Exercises to complete:
**1.** In the passage on rational debate and Second Realities, which work is named as the best point of departure for the comparative analysis?
**2.** Continue the passage on rational debate and Second Realities, picking up right after its final sentence.

Corollary: The difficulties of debate concern the fundamentals of existence. Debate with ideologists is quite possible in the areas of the natural sciences and of logic. The possibility of debate in these areas, which are peripheral to the sphere of the person, however, must not be taken as presaging the possibility in the future that areas central to the person will also move into the zone of debate . While such a possibility should not be flatly denied, it also should be realized that there is no empirical evidence on which such an expectation could be based .
The Second Realities which cause the breakdown of rational discourse are a comparatively recent phenomenon. They have grown during the modern centuries, roughly since 1500, until they have reached, in our own time, the proportions of a social and political force which in more gloomy moments may look strong enough to extinguish our civilization unless, your course, you are an ideologist yourself and identify civilization with the victory of Second Reality. In order to distinguish the nature of the new growth, as well as to understand its consequences, we must go a little further back in time, to a period in which the universe of rational discourse was still intact because the first reality of existence was yet unquestioned. Only if we know, for the purpose of comparison, what the conditions of rational discourse are, shall we find our bearings in the contemporary clash with Second Realities. The best point of departure for the comparative analysis of the problem will be St. Thomas Summa contra Gentiles. The work was written as an exposition and defense of the truth of Christianity against the pagans, in particular against the Mohammedans. It was written in a period of intellectual turmoil through the contacts with Islam and Aristotelian philosophy, comparable in many respects to our own, with the important difference that a rational debate with the opponent was still possible or we should say more cautiously seemed still possible to Aquinas .
Truth about the constitution of being, of which human existence is a part, is not achieved in an intellectual vacuum, but in the permanent struggle with preanalytical notions of existence, as well as with erroneous analytical conceptions. The situation of debate thus is understood as an essential dimension of the existence that we recognize as ours; to one part, the quest for truth is the perpetual task if disengaging it from error, of refining its expression in contest with the inexhaustible ingenuity of error. Philosophy, as a consequence, is not a solitary but a social enterprise .
Aquinas, following Aristotle, considers it the task of the philosopher to consider the highest causes of all being . There is talk about a first mover of the universe who must be assumed to be an intellect from whom emanates somehow an order of being that is at the same time an order of truth. Why should we be concerned with a prime mover and his properties? you will ask. And does the matter really improve when Aquinas identifies the prime mover as a demonstration of the existence of God? At the risk of arousing the indignation of convinced Aristotelians and Thomists I must say that I consider such questions quite pertinent. The questions must be raised, for we do no longer live, as did Aristotle and Aquinas, at the center of a cosmos . We can no longer express the truth of existence in the language of men who believed in such a cosmos, moved with all its content by a prime mover, with a chain of aitia, of causes, extending from existent to existent down to the most lowly ones. The symbolism of the closed cosmos, which informs the fundamental concepts of classic and scholastic metaphysics, has been superseded by the universe of modern physics and astronomy.

Record set:
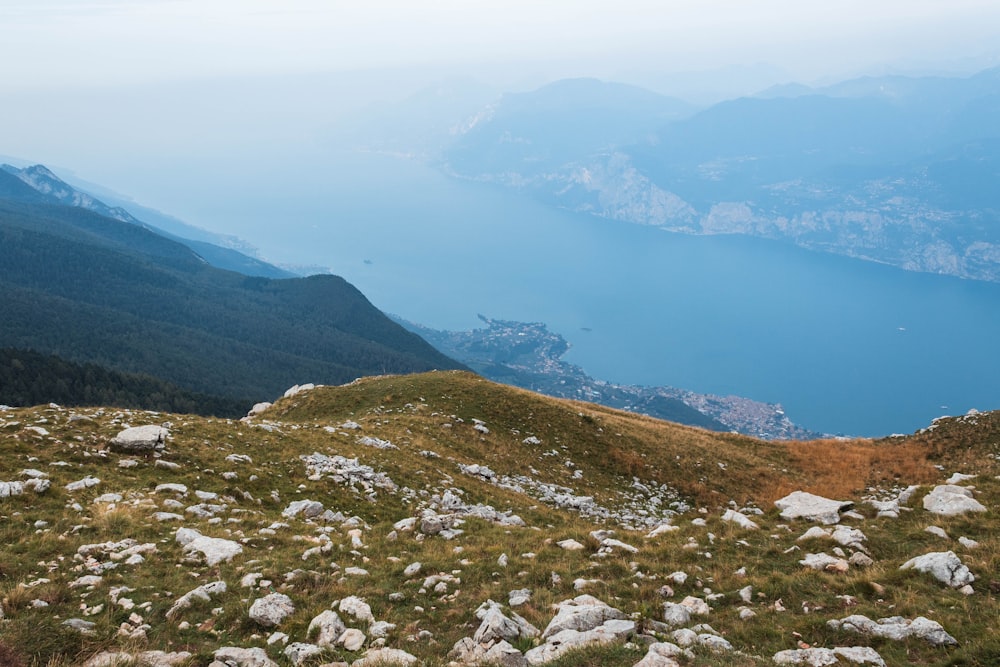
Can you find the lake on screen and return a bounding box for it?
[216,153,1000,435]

...

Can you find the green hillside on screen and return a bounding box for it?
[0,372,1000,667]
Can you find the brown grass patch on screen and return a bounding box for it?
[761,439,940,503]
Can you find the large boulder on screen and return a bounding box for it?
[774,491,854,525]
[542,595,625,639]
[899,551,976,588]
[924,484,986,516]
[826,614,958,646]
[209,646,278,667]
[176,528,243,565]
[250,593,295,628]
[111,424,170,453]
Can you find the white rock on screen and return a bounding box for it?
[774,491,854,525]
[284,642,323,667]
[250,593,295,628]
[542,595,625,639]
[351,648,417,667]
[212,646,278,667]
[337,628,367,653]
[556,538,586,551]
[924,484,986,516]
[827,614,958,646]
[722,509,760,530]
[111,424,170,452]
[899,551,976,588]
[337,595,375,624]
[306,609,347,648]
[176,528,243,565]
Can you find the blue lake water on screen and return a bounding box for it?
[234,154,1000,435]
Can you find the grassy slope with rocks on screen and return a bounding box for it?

Answer section:
**1.** St. Thomas' Summa contra Gentiles.

**2.**
Nevertheless, if we admit all this, does it follow that Aristotelian and Thomist metaphysics must be thrown on the scrap heap of symbolisms that once had their moment of truth but now have become useless?
You will have anticipated that the answer will be negative. To be sure, a large part of the symbolism has become obsolete, but there is a solid core of truth in it that can be, and must be, salvaged by means of some surgery .
[I]f we remove everything that smacks of cosmological symbolism, there remains as a piece de resistance the argument that a universe which contains intelligent beings cannot originate with a prima causa [first cause, prime mover] that is less than intelligent] .
The second operation must extend to the prime mover itself. We must distinguish between the symbolic construction and the reality to which it refers; and we must be aware of the curious relations between the firmness of conviction that such a reality exists and the credibility of the construct. If the motivating experiences are known to the reader and shared by him, the construct will appear satisfactory and credible; if the experiences are not shared the construct will become incredible . Aristotle could indulge in his construction with assurance because the experiences which motivate the symbolism were taken for granted by everybody without close scrutiny; and Aquinas, in addition to living in the same uncritical safety of experience, could as a Christian theologian blend the truth of the prime mover into the truth of revelation. Today the validity of the symbol, and with its validity the reality to which it refers, is in doubt, because the experiences which motivated its creation for their adequate expression have slipped from the public consciousness .
The immediate experiences presupposed in Aristotelian metaphysics are not difficult to find in the classic sources . [W]e find ourselves referred back to nothing more formidable than the experiences of finiteness and creatureliness in our existence, of being creatures of a day as the poets call man, of being born and bound to die, of dissatisfaction with a state experienced as imperfect, of apprehension of a perfection that is not of this world but is the privilege of the gods, of possible fulfillment in a state beyond this world . [W]e can see philosophy emerging from the immediate experiences as an attempt to illuminate existence .
Human existence, it appears, is not opaque to itself, but illuminated by intellect (Aquinas) or nous (Aristotle). This intellect is as much part of human existence as it is the instrument of its interpretation. In the exegesis of existence intellect discovers itself in the structure of existence; ontologically speaking, human existence has noetic structure. The intellect discovers itself, furthermore, as a force transcending its own existence; by virtue of the intellect, existence not only is not opaque, but actually reaches out beyond itself in various directions in search of knowledge. Aristotle opens his Metaphysics with the sentence: All men by nature desire to know.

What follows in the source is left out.